[Entries from a point annotation set]

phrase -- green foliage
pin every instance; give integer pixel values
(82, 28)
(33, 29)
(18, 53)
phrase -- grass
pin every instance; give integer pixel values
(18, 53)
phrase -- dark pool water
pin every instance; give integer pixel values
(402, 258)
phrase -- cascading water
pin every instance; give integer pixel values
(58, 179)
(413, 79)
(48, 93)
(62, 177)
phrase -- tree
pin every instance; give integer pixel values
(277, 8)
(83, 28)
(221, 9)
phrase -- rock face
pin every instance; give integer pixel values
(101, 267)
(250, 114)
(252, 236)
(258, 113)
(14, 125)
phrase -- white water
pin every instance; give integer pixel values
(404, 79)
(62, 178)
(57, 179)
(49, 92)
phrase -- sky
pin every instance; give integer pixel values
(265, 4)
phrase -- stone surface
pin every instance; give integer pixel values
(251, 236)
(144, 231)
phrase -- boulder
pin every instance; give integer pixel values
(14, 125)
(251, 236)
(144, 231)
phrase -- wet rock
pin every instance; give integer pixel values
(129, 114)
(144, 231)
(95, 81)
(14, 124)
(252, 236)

* Task statement
Recast the data above as a JSON list of strings, one string per line, omitting blank lines.

* Task response
[
  "phrase -- green foliage",
  "pin every instance; give integer pixel values",
  "(82, 28)",
  "(33, 29)",
  "(18, 53)",
  "phrase -- grass",
  "pin every instance; give integer pixel values",
  "(18, 53)",
  "phrase -- dark pool water",
  "pin every instance; give integer pixel values",
  "(402, 258)",
  "phrase -- cascading water",
  "pin every instance; give integer pixel values",
  "(58, 179)",
  "(413, 79)",
  "(48, 93)",
  "(62, 177)",
  "phrase -- tree",
  "pin every instance; give integer pixel values",
  "(277, 8)",
  "(83, 28)",
  "(221, 9)",
  "phrase -- rock face",
  "pin every instance; give integer pixel values",
  "(101, 267)",
  "(250, 114)",
  "(252, 236)",
  "(258, 113)",
  "(14, 125)",
  "phrase -- white water",
  "pin every instance; give integer pixel values",
  "(404, 79)",
  "(62, 178)",
  "(57, 179)",
  "(49, 92)",
  "phrase -- sky",
  "pin every instance; give integer pixel values",
  "(265, 4)",
  "phrase -- stone surface",
  "pin every instance; give integer pixel values",
  "(251, 236)",
  "(144, 231)",
  "phrase -- boulder",
  "pin every instance; give integer pixel values",
  "(14, 125)",
  "(251, 236)",
  "(144, 231)",
  "phrase -- wet rock",
  "pin every instance; give integer pixel values",
  "(129, 114)",
  "(144, 231)",
  "(95, 81)",
  "(14, 124)",
  "(252, 236)"
]